- [Provided passage]
┄┄┄┄┄┄
Hacker News new | past | comments | ask | show | jobs | submit login

Don't repeating patterns increase the likelihood that the pattern is non-random with each repetition?

If you saw a graph of coin flips that showed a clear sinusoidal pattern and that pattern continued over many cycles, wouldn't it be reasonable to at least suspect that the coin was not "fair"? One cycle, maybe not. Two, okay, I'm slightly suspicious. Three, four, five?

Of course the pattern says nothing about causation, just that something is biasing the output somehow.

I am not a statistician but I do have a fair amount of background in things like information theory, and I find it very hard to believe that regularity has zero significance. Plug that output into Shannon's equations and compare it with a random source. Or doing VBR mp3 compression on /dev/urandom vs. a piece of music.

The fooled by randomness argument can be taken too far. In a reductio ad absurdium you could argue that I do not exist because theoretically a random source could produce what I just typed. You would theoretically be correct. If you output digits of pi long enough, they will contain this text.




> Don't repeating patterns increase the likelihood that the pattern is non-random with each repetition?

1. No, not for finite-length patterns anyway.

2. Your question is deeper than it appears, and it alludes to some complex theories about randomness.

Let's say I present a series of decimal digits that is a million digits long, and I claim that they're random, in this context meaning they have no exploitable internal order (i.e. have high entropy). If you understand the risks in making assumptions about randomness, and in spite of all sorts of apparent non-random sequences within the list, you might say, "the list isn't long enough to draw any conclusion about randomness." And you would be right.

My million-digit list might actually be a sequence of digits of Pi starting at some arbitrary point within Pi and extending for a million digits from that point. The list appears random, but it isn't -- it actually has very low entropy.
┄┄┄┄┄┄
- [Records for this task]
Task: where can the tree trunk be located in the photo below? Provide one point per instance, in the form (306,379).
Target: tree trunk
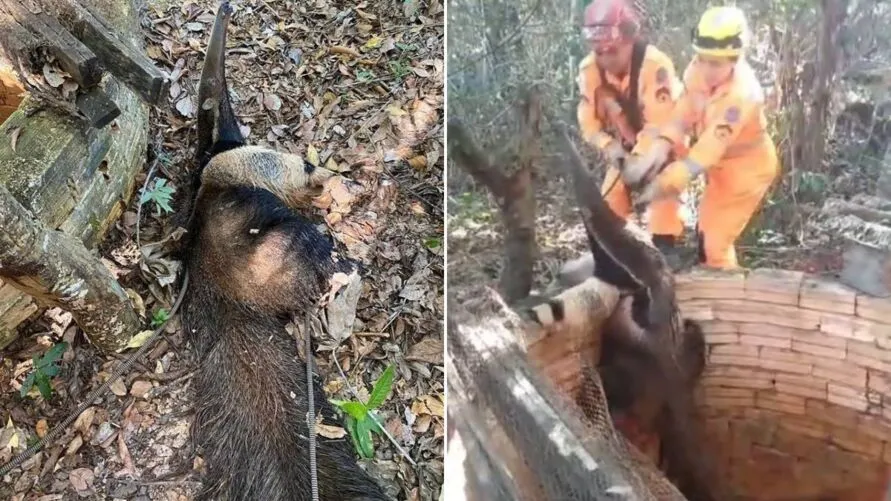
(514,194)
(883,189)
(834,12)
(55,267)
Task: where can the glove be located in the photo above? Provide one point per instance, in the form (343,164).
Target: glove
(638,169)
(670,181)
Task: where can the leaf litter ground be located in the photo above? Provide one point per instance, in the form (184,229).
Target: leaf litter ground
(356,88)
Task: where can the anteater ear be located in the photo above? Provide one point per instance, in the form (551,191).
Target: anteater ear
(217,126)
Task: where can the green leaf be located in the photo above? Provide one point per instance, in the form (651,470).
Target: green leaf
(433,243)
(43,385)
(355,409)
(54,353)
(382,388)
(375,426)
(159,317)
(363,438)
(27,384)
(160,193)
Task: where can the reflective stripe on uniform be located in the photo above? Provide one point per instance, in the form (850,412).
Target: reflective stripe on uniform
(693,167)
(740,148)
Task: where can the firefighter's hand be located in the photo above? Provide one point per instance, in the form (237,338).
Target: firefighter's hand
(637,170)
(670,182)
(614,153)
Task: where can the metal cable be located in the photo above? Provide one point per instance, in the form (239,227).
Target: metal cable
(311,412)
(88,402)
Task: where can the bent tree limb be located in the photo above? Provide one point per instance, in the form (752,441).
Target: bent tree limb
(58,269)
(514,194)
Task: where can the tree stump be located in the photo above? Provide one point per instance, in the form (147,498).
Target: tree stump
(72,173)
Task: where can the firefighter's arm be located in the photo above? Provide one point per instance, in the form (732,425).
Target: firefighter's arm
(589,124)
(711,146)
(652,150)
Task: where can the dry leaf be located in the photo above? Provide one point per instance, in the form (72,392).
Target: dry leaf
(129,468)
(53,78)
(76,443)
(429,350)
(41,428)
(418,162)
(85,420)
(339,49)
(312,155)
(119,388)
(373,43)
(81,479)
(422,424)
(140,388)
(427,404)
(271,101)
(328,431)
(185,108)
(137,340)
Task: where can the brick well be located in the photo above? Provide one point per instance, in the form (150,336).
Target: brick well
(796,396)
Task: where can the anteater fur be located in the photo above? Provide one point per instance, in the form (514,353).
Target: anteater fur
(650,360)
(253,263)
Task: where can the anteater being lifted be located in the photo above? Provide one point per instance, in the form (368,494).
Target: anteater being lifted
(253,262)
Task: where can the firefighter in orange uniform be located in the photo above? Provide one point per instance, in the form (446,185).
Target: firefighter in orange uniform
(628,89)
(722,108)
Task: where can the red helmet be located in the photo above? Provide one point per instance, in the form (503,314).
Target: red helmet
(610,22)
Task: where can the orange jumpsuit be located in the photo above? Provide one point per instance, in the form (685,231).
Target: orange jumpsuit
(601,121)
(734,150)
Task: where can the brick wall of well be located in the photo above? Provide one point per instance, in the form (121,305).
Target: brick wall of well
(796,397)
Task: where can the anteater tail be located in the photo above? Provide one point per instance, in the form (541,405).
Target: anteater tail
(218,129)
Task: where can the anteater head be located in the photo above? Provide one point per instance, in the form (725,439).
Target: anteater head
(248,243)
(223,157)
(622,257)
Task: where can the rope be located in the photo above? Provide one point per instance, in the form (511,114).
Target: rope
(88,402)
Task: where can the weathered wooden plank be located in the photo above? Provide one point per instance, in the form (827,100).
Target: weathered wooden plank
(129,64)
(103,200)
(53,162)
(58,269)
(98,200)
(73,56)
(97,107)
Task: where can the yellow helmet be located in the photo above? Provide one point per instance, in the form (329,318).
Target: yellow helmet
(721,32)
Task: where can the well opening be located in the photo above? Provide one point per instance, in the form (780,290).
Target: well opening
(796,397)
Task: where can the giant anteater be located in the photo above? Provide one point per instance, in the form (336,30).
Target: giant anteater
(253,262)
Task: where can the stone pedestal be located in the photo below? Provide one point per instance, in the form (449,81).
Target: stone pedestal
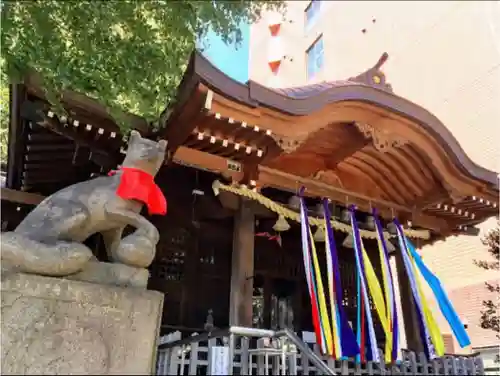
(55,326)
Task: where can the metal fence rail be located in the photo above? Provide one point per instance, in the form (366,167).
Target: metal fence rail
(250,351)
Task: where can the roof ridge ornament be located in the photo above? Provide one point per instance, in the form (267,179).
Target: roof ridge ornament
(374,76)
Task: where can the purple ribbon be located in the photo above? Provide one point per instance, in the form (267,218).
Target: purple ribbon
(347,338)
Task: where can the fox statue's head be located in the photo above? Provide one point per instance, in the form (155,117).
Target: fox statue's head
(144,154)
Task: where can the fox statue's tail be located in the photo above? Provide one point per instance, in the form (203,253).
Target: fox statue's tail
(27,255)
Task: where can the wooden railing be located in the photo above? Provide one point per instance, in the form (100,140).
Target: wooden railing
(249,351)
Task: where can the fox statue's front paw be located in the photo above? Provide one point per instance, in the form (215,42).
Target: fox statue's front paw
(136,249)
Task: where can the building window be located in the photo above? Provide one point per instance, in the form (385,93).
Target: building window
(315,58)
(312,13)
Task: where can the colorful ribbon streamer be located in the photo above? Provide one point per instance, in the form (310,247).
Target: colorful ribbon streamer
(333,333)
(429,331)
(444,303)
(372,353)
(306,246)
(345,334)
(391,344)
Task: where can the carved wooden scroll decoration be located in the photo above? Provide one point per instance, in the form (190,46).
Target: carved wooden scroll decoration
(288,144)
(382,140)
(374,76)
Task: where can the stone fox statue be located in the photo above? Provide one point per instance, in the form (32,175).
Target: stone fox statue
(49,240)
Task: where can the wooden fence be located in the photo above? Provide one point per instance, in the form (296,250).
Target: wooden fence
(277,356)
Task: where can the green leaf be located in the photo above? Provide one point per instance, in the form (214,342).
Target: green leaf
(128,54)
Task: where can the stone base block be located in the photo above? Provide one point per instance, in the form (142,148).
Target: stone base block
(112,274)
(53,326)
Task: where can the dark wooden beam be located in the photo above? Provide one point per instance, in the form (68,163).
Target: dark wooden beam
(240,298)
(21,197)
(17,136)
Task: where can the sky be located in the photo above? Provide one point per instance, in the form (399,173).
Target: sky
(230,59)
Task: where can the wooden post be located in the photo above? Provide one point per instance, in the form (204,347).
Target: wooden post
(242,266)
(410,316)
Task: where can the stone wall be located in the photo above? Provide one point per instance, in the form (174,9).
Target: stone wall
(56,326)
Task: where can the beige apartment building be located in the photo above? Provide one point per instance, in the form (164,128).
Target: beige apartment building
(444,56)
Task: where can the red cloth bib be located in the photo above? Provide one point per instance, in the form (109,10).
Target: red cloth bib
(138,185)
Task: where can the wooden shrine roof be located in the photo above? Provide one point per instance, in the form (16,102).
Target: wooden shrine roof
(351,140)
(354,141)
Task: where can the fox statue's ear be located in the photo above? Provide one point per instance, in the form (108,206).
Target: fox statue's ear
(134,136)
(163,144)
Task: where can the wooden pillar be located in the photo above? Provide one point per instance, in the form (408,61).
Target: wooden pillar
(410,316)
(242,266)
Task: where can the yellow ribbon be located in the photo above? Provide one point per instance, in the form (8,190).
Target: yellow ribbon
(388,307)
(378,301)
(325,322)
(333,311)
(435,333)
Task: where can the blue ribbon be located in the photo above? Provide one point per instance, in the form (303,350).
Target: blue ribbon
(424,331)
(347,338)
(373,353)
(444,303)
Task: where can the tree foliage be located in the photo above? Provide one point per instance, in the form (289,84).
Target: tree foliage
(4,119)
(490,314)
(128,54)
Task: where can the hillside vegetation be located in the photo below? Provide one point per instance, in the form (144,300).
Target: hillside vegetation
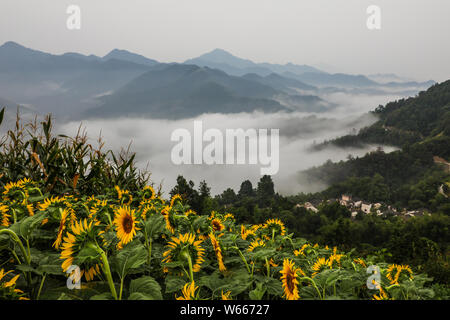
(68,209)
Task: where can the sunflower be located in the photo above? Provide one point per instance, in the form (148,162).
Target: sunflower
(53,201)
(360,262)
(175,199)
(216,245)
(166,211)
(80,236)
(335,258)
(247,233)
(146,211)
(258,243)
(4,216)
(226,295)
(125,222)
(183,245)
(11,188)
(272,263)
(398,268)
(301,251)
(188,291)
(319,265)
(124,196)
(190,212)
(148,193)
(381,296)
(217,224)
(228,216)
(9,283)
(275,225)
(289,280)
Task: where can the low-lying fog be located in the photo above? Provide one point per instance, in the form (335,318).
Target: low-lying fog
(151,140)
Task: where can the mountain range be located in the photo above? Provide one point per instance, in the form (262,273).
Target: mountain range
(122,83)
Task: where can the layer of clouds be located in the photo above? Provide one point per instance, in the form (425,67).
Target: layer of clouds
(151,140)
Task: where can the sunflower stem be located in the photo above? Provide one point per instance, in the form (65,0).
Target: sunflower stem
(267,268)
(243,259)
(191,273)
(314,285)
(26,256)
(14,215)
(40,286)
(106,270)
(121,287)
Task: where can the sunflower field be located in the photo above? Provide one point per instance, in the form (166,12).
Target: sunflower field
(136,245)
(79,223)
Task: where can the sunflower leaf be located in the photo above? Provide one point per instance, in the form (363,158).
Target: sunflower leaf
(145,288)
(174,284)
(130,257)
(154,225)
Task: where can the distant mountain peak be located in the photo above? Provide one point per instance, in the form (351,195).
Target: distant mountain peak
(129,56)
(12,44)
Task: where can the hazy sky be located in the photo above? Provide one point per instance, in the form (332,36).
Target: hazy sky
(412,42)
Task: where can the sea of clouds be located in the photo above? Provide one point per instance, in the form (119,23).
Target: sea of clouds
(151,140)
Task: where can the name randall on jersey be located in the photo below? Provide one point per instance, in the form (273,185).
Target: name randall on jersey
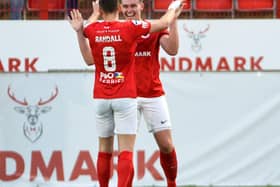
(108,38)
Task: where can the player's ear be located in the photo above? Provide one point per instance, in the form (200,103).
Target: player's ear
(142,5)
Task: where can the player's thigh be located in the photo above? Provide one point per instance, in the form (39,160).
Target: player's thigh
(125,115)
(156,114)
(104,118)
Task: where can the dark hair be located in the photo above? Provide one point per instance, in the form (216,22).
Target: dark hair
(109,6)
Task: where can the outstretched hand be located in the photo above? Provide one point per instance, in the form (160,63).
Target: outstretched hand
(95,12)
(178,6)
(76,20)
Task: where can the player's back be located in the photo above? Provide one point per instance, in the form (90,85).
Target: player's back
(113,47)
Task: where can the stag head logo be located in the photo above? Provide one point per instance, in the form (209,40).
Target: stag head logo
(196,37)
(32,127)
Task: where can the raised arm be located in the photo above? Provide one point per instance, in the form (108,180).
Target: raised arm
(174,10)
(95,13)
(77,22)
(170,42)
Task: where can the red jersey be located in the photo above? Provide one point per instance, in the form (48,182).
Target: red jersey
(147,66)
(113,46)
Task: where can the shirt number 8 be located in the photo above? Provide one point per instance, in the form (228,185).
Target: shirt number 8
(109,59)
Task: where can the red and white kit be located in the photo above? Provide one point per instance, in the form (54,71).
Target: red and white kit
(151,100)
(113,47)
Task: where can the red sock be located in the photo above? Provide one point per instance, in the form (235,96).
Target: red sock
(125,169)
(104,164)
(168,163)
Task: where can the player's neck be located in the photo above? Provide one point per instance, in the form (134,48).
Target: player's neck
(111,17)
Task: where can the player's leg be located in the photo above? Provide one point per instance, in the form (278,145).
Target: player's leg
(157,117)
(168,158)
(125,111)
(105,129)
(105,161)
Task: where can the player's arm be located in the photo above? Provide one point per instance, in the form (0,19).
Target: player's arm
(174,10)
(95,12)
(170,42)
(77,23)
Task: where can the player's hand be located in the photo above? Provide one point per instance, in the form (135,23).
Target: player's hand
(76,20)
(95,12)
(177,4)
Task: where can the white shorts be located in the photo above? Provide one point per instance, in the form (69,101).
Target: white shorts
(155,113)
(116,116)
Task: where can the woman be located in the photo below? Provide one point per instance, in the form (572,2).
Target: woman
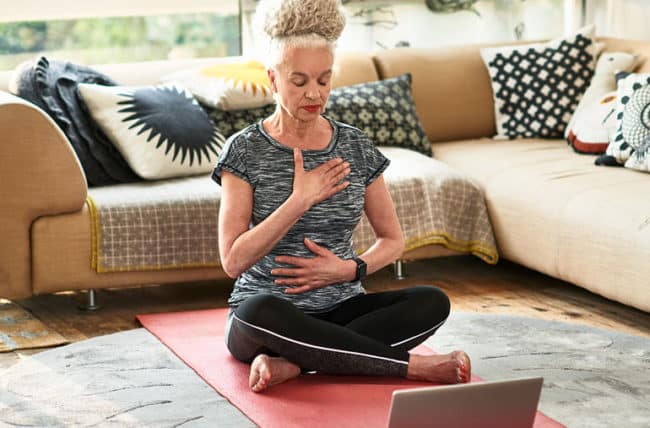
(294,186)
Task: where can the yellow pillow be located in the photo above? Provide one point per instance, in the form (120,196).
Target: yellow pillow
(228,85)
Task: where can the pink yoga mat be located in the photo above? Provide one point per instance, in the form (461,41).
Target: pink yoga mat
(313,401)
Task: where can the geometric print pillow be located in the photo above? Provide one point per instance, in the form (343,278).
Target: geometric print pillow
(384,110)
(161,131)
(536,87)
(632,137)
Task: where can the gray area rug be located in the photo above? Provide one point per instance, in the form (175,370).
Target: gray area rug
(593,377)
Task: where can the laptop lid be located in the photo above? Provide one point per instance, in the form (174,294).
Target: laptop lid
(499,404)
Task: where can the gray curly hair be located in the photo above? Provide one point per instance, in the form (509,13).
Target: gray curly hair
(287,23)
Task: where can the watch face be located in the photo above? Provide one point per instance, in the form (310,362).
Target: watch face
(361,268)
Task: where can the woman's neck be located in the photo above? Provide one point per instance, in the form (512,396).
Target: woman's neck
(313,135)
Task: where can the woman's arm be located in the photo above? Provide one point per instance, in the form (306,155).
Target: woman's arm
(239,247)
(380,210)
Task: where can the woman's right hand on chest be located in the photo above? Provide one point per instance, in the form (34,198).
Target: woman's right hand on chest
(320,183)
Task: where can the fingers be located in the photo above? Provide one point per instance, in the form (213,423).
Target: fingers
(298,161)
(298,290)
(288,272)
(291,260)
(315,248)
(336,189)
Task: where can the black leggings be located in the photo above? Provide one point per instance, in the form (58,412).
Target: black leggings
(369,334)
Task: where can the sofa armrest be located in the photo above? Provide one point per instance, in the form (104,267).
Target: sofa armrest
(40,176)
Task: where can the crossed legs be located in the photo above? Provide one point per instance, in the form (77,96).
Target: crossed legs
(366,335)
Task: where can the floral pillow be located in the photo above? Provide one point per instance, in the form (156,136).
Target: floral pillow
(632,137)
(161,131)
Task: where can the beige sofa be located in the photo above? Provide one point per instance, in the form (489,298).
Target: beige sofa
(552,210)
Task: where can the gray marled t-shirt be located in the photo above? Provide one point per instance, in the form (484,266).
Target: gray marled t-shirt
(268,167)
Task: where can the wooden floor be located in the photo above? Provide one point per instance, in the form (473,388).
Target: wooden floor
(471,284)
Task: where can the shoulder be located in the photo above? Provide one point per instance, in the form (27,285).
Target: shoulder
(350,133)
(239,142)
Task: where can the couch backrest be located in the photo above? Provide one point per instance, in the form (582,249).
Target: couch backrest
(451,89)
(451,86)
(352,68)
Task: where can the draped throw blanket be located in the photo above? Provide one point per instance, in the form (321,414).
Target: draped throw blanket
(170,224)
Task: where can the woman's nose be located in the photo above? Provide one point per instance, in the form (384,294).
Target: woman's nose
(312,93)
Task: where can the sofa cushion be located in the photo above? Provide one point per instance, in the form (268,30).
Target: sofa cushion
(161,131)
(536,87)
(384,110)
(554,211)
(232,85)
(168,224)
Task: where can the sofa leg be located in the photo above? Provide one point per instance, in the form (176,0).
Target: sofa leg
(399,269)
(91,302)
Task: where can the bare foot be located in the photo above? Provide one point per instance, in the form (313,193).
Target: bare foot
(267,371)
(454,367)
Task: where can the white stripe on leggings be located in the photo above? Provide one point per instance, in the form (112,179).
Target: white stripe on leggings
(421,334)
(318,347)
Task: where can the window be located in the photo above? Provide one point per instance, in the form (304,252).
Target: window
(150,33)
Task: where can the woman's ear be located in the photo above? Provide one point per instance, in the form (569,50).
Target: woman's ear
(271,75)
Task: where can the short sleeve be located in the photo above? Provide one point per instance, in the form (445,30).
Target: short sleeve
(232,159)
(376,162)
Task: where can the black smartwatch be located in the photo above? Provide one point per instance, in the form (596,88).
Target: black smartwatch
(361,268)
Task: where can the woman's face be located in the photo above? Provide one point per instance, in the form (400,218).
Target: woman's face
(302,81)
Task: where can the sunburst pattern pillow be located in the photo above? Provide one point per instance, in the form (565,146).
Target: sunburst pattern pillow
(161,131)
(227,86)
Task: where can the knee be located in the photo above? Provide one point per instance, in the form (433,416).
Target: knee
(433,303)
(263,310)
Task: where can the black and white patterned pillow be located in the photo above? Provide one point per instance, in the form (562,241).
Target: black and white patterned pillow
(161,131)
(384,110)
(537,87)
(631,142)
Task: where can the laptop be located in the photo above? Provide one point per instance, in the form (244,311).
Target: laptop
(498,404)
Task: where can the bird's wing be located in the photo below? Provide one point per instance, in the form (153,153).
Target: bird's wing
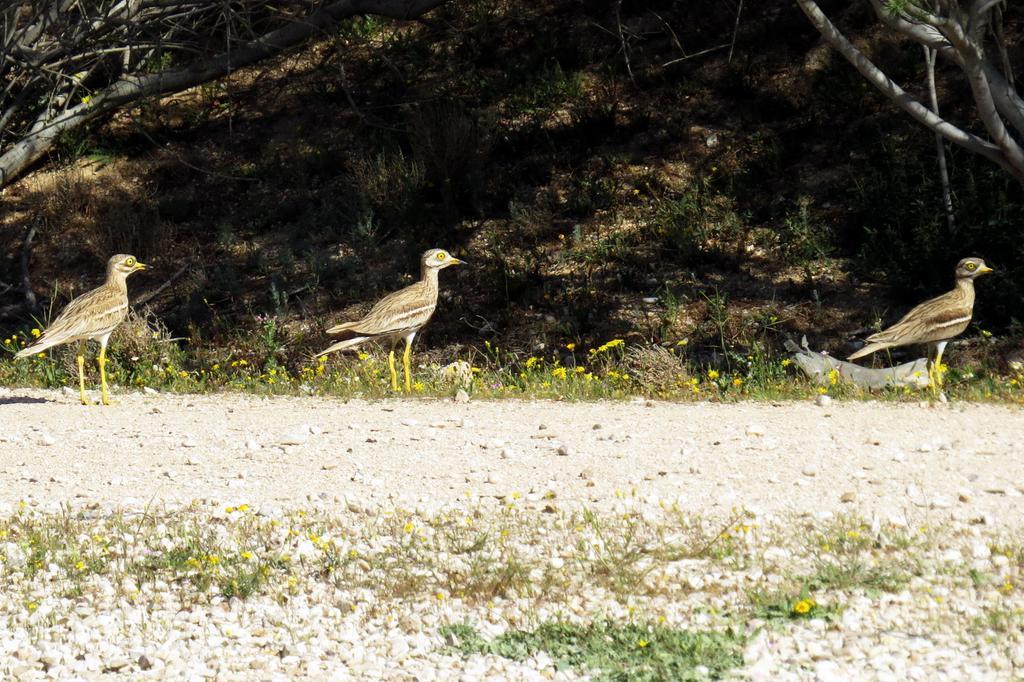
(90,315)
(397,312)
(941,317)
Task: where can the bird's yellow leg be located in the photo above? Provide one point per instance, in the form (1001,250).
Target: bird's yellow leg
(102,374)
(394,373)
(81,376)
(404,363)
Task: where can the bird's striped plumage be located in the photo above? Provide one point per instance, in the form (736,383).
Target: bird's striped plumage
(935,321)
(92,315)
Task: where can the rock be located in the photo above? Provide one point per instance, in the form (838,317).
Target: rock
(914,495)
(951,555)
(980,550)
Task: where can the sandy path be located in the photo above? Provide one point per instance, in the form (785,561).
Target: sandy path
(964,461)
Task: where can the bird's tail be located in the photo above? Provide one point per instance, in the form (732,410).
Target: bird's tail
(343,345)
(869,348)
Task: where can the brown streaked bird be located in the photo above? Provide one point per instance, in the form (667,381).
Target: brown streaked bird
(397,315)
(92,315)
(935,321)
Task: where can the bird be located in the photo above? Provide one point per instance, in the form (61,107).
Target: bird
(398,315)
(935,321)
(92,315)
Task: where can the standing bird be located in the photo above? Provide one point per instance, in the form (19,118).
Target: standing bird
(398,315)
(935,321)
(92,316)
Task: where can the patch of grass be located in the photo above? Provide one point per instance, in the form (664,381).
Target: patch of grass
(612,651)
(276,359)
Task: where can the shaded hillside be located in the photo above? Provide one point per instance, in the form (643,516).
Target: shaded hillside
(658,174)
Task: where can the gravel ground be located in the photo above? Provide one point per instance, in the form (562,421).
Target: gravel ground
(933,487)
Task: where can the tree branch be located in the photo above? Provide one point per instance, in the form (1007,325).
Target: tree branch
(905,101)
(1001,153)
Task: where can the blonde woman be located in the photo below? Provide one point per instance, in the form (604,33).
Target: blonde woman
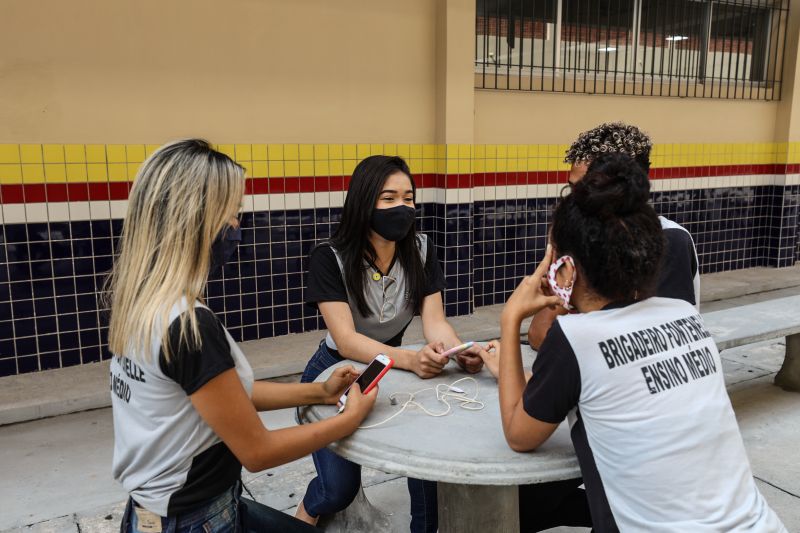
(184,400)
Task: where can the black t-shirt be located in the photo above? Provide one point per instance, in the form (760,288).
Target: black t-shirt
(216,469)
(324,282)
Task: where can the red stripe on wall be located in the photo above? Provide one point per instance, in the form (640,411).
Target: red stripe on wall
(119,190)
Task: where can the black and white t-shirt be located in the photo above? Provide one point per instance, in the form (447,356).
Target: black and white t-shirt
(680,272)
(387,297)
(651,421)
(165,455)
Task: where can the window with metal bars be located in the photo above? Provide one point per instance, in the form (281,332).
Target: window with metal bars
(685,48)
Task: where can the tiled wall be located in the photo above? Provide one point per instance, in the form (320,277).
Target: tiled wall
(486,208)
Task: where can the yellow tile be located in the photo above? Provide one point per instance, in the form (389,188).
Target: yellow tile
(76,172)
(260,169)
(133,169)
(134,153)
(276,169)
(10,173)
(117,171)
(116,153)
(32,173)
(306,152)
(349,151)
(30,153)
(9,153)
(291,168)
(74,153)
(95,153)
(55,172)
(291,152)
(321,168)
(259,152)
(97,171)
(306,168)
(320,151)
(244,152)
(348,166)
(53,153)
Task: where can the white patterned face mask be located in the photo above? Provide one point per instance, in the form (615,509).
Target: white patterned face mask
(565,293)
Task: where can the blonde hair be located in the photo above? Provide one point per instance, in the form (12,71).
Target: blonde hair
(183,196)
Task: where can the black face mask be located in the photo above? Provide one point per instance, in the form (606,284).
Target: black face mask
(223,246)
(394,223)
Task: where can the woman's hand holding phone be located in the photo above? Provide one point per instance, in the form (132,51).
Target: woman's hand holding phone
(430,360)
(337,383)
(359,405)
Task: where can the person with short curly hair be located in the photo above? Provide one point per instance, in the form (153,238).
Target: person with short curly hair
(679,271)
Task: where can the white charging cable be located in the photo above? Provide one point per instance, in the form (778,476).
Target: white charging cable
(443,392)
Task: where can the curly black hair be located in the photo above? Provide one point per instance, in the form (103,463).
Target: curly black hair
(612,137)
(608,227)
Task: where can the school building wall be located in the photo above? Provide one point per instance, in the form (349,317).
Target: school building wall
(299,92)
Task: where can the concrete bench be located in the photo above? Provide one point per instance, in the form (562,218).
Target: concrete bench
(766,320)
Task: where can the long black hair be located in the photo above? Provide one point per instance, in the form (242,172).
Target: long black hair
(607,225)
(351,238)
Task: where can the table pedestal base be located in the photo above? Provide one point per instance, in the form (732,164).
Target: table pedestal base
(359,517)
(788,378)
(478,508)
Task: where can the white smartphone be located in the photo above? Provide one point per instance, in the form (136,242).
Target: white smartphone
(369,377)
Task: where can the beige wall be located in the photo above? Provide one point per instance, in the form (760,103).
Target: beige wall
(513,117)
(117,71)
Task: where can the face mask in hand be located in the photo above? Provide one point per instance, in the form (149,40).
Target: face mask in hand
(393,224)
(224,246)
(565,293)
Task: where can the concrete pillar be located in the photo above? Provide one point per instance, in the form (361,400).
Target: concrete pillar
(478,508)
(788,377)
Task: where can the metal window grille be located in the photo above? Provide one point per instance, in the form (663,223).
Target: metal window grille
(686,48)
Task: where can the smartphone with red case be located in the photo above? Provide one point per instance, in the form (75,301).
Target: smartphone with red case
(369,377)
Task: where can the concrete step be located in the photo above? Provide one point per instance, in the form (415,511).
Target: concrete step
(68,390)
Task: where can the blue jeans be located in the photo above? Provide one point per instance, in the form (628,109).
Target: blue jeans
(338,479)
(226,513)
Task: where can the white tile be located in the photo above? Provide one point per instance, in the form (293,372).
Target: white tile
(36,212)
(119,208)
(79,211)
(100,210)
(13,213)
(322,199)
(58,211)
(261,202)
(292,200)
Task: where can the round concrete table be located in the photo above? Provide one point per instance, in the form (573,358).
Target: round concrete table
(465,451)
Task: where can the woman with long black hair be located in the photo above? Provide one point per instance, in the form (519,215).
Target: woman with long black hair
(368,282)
┄┄┄┄┄┄
- [Exercise set]
1. In the forum thread, what compression comparison does the first post suggest trying?
2. Tally the lines of the records that contain the string "cloth", with case counting, and reply with the number alone.

- [Task responses]
1. Doing VBR mp3 compression on /dev/urandom versus a piece of music.

2. 2